[Written instruction 1] Count the lines in the entries below that contain the string "blue", treating uppercase and lowercase as different, and reply with that number alone.
* start Given passage *
Your Calisthenics Journey: Start At Base Camp, Not The Summit
You’ve got the kit, you’ve got the mind set and you wanted to get started. You’ve sourced inspiration from calisthenics athletes from all over the internet. You’ve seen the Iron Cross performed and you want to go straight into learning it – the famous adage ‘learn by doing’ comes to mind…
Hold on a second, breathe and slow down. The fundamental keys to beginning your calisthenics journey are form, warming up, repetition, progressions, regressions, accessory work, negatives and body knowledge.
Every journey has to start somewhere and yours is no different. You may all have different goals and aims, which is great. But you have to take your time, build knowledge, security, form and range of motion with the basics and accessory work before moving on to the hard stuff. Because, trust me, it’s hard for a reason.
Let’s start with form, accessory work, negatives and body knowledge. These facets can be explored in a well thought out warm up, for whatever it is you want to start working. For example, for any push work or push ups, we want to mobilize the chest, the triceps and the lats particularly in our warm up phase to prep the muscles for those greater loads and ranges later on. This will also facilitate correct muscle engagement and familiarity with this engagement so we can correct ourselves and our form when we need to.
FBE (Form Before Everything) is what I preach to my clients when I coach them. Don’t be afraid to regress if progress can’t be achieved. That’s no reflection on you, or your strength. It’s only that your body isn’t quite ready for the next stage yet. We can add in some accessory work, negatives and regression repetition (working those same muscles) but in different ways, so, for example, that the next time you want to perform a dip into that full ROM (range of motion) you have the tricep, shoulder and chest strength to do so. This will also help you build up strength and prevent injuries further down the line.
* end Given passage *
* start Supplied records *
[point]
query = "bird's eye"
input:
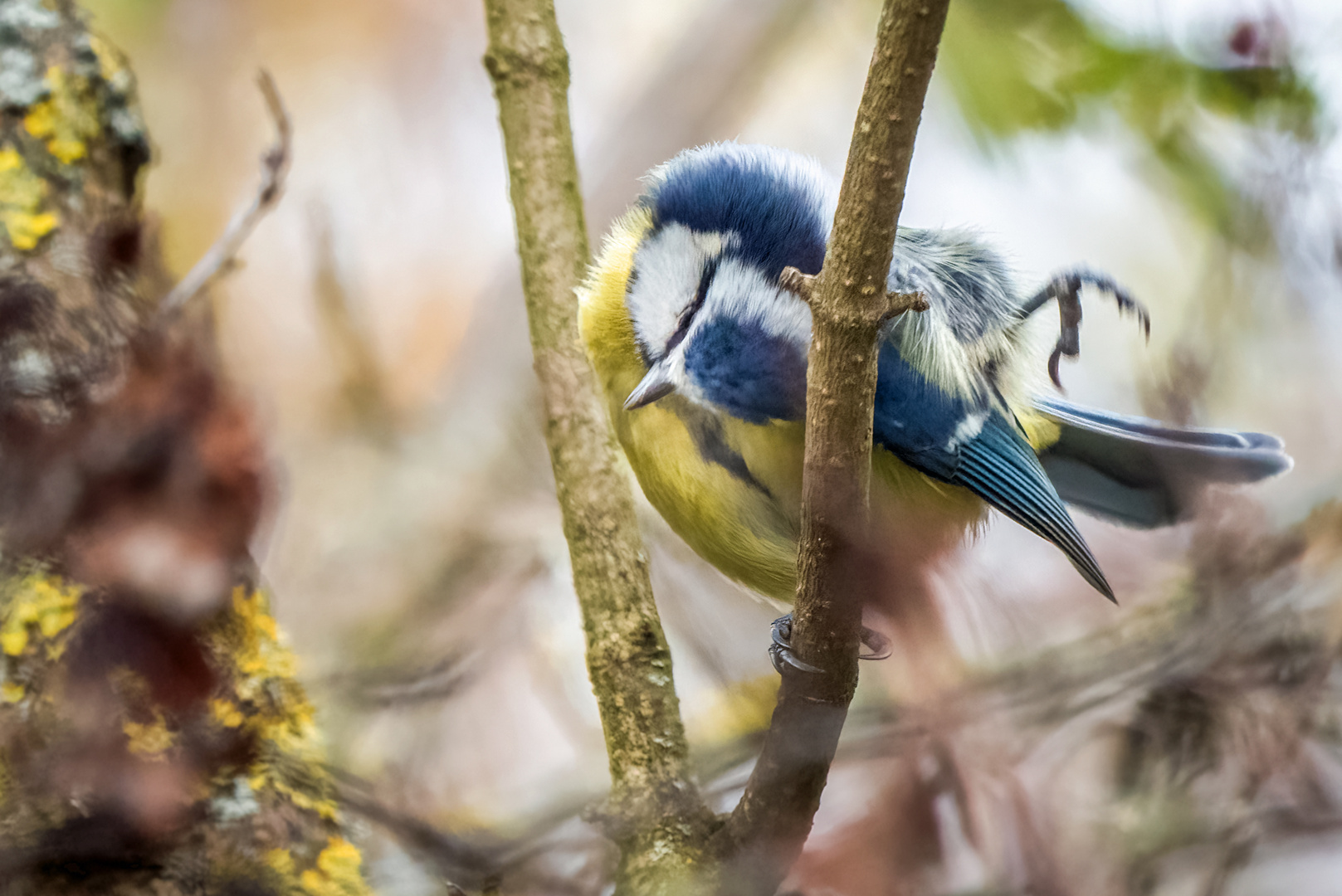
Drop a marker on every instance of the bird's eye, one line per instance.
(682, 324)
* end Supplied records *
* start Supplied records *
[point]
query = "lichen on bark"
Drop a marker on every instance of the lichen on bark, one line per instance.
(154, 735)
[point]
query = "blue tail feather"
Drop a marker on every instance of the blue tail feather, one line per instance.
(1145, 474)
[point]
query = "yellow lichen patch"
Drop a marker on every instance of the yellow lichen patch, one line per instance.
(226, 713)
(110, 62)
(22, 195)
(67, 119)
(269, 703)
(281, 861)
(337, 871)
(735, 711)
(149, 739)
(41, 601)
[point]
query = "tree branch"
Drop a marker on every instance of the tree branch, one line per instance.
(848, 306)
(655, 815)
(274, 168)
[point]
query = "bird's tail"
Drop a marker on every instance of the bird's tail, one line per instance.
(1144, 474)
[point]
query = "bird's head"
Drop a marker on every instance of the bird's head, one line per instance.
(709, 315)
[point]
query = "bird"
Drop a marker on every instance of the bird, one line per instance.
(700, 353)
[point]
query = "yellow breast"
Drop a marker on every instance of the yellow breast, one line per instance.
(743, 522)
* end Supplied records *
[Written instruction 2] Reproduce the calisthenics article above in full, word for word.

[Finished answer 1] 2

[Finished answer 2]
Your Calisthenics Journey: Start At Base Camp, Not The Summit
You’ve got the kit, you’ve got the mind set and you wanted to get started. You’ve sourced inspiration from calisthenics athletes from all over the internet. You’ve seen the Iron Cross performed and you want to go straight into learning it – the famous adage ‘learn by doing’ comes to mind…
Hold on a second, breathe and slow down. The fundamental keys to beginning your calisthenics journey are form, warming up, repetition, progressions, regressions, accessory work, negatives and body knowledge.
Every journey has to start somewhere and yours is no different. You may all have different goals and aims, which is great. But you have to take your time, build knowledge, security, form and range of motion with the basics and accessory work before moving on to the hard stuff. Because, trust me, it’s hard for a reason.
Let’s start with form, accessory work, negatives and body knowledge. These facets can be explored in a well thought out warm up, for whatever it is you want to start working. For example, for any push work or push ups, we want to mobilize the chest, the triceps and the lats particularly in our warm up phase to prep the muscles for those greater loads and ranges later on. This will also facilitate correct muscle engagement and familiarity with this engagement so we can correct ourselves and our form when we need to.
FBE (Form Before Everything) is what I preach to my clients when I coach them. Don’t be afraid to regress if progress can’t be achieved. That’s no reflection on you, or your strength. It’s only that your body isn’t quite ready for the next stage yet. We can add in some accessory work, negatives and regression repetition (working those same muscles) but in different ways, so, for example, that the next time you want to perform a dip into that full ROM (range of motion) you have the tricep, shoulder and chest strength to do so. This will also help you build up strength and prevent injuries further down the line.